### [What the task asks]
Gather every line in the material below that contains the word "silver", and copy each of those lines in full.

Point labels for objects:
::::::::::
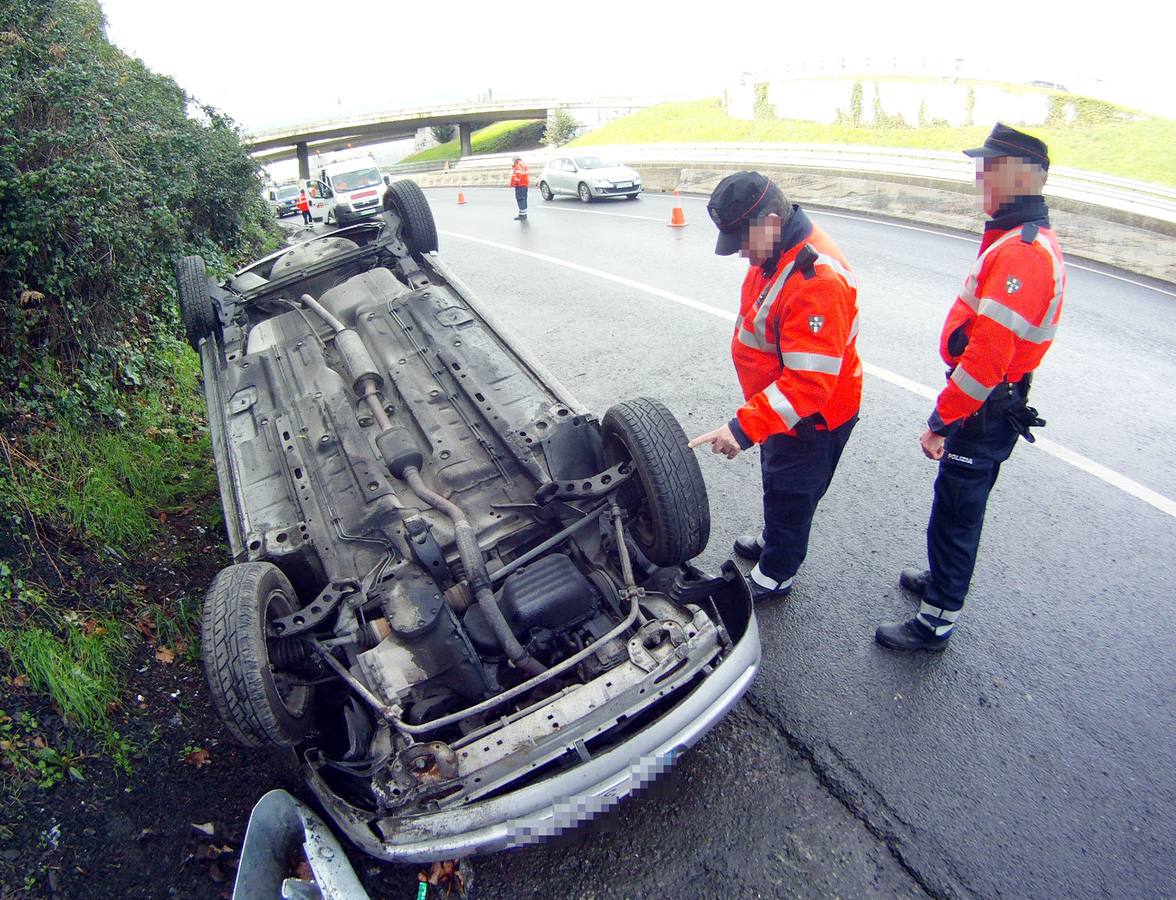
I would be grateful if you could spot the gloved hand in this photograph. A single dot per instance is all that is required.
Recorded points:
(1022, 418)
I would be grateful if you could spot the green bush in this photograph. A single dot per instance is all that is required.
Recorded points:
(104, 177)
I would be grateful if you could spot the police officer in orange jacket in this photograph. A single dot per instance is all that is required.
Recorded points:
(520, 181)
(795, 354)
(995, 335)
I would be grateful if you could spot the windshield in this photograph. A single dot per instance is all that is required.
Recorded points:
(594, 162)
(355, 180)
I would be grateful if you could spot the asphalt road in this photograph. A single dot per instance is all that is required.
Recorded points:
(1034, 758)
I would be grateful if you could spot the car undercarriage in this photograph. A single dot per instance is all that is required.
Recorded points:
(463, 601)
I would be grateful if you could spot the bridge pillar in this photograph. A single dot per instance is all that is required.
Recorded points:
(303, 160)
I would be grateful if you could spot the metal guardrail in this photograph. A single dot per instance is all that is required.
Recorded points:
(1141, 198)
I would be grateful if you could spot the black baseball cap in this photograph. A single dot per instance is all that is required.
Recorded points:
(739, 200)
(1006, 141)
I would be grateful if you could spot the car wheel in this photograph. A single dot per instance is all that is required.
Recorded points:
(196, 310)
(418, 227)
(667, 497)
(256, 701)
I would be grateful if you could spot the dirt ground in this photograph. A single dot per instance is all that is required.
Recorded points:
(174, 826)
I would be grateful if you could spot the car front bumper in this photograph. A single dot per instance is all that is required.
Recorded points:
(635, 188)
(549, 807)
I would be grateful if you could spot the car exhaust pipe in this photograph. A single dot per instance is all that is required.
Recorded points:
(405, 461)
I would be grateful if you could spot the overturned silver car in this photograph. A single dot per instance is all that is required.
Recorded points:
(465, 601)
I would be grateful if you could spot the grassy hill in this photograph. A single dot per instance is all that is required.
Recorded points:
(499, 138)
(1126, 144)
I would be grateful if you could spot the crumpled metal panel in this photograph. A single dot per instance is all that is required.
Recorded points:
(278, 826)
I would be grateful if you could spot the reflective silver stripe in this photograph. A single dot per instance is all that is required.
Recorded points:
(764, 308)
(781, 405)
(934, 612)
(812, 362)
(969, 385)
(1058, 282)
(1013, 320)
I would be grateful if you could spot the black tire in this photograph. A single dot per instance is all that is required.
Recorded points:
(196, 310)
(419, 230)
(668, 497)
(241, 680)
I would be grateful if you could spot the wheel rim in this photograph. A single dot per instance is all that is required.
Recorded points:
(292, 695)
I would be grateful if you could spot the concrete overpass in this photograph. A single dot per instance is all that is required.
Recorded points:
(300, 140)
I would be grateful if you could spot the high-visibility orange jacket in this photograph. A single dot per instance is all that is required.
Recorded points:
(795, 345)
(1004, 319)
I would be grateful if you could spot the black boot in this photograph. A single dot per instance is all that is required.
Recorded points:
(915, 580)
(768, 588)
(748, 546)
(910, 635)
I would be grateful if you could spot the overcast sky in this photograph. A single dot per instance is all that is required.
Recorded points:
(267, 62)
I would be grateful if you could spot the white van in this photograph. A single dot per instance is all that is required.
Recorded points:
(346, 191)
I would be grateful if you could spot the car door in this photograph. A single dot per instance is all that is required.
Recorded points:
(567, 177)
(321, 197)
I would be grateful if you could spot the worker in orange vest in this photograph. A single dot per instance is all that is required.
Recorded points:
(995, 335)
(519, 181)
(795, 353)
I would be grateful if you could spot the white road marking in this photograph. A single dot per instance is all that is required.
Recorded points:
(550, 208)
(1115, 479)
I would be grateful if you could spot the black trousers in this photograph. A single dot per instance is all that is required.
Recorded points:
(968, 471)
(796, 473)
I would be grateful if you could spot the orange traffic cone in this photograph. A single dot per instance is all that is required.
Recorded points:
(676, 218)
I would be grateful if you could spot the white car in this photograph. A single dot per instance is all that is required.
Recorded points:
(588, 178)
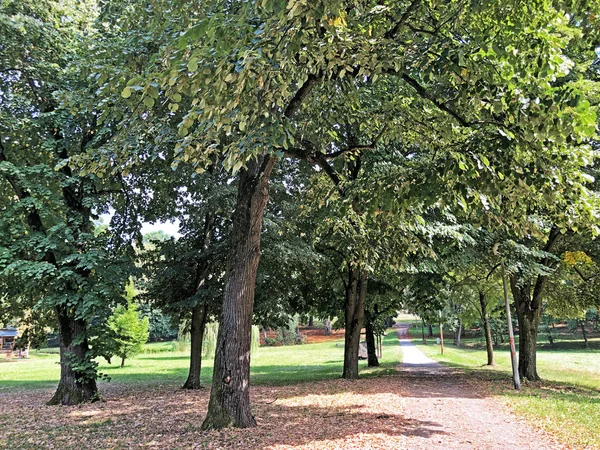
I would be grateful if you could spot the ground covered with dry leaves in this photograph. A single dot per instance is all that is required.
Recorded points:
(413, 409)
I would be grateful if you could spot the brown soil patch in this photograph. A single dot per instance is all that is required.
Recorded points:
(314, 335)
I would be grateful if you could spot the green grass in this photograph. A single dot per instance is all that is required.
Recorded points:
(270, 366)
(566, 403)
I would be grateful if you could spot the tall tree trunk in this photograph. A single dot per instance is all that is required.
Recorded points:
(489, 346)
(529, 314)
(327, 327)
(372, 360)
(74, 387)
(582, 324)
(229, 403)
(354, 310)
(528, 303)
(199, 314)
(458, 334)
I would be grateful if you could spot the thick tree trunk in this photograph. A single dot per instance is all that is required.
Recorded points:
(528, 303)
(356, 291)
(199, 314)
(229, 403)
(327, 327)
(372, 360)
(582, 324)
(528, 315)
(458, 334)
(489, 346)
(73, 387)
(528, 330)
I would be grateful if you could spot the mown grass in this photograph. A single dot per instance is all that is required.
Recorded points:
(158, 366)
(567, 401)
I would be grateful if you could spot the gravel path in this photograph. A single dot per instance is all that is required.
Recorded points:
(458, 415)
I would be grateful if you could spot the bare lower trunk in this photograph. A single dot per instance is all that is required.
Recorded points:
(196, 336)
(229, 403)
(528, 330)
(458, 334)
(528, 315)
(582, 324)
(327, 327)
(486, 330)
(356, 291)
(74, 387)
(372, 360)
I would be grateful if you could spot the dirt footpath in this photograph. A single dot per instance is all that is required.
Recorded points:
(458, 414)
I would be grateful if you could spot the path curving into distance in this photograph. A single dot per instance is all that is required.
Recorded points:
(460, 415)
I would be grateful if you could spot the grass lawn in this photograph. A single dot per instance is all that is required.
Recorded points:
(566, 403)
(270, 365)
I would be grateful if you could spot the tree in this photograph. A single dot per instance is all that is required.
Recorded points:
(130, 332)
(49, 254)
(466, 79)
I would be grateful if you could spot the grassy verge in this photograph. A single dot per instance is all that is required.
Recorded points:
(158, 366)
(566, 403)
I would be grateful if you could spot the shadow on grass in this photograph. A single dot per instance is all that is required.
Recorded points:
(280, 423)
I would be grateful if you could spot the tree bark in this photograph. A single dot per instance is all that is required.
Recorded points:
(372, 360)
(327, 327)
(229, 403)
(458, 334)
(354, 311)
(582, 324)
(528, 303)
(199, 315)
(74, 387)
(489, 346)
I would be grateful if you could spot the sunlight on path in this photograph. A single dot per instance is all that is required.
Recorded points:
(454, 411)
(412, 356)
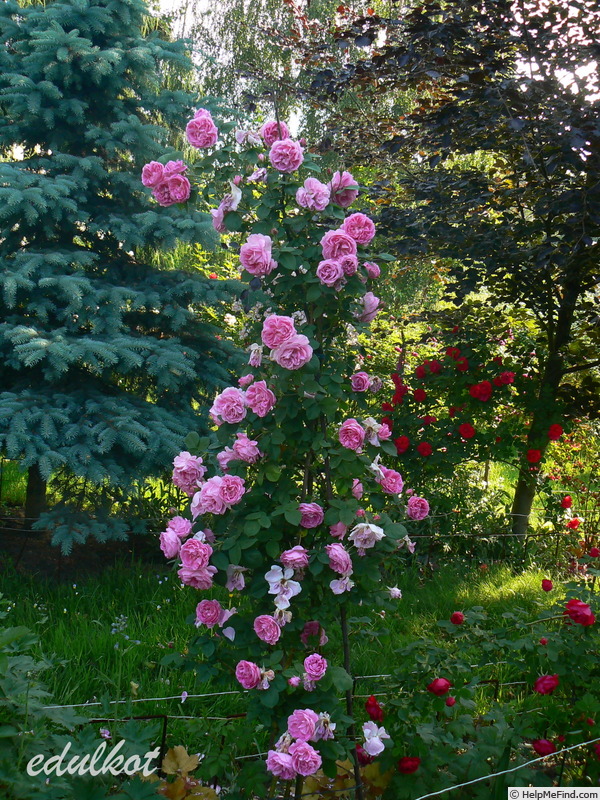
::::::::::
### [The output]
I would be grateful if you could spot the overturned silver car in this photograph. A single dot per instance is all that is required.
I would be grateful if you could spot the reflective silver stripe in this photograph. A single dot per instance is all that is required.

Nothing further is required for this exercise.